THE DATA —
# # # # # # #

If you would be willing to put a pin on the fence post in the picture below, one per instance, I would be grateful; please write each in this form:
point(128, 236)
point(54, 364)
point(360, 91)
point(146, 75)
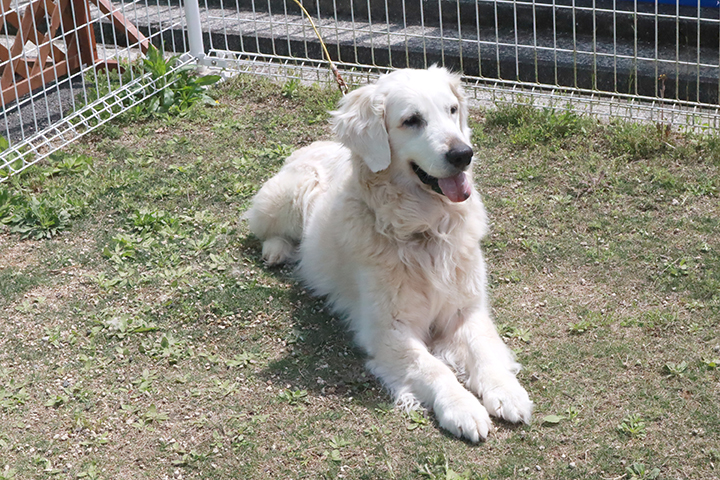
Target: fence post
point(192, 16)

# # # # # # #

SET PROBLEM —
Reproduce the material above word for word, line by line, and omit the picture from your copy.

REPLY —
If you would be willing to put a pin on the fence post in the picture below, one per instance, I would be grateful; please write each in this form:
point(128, 236)
point(54, 364)
point(360, 91)
point(146, 75)
Target: fence post
point(192, 16)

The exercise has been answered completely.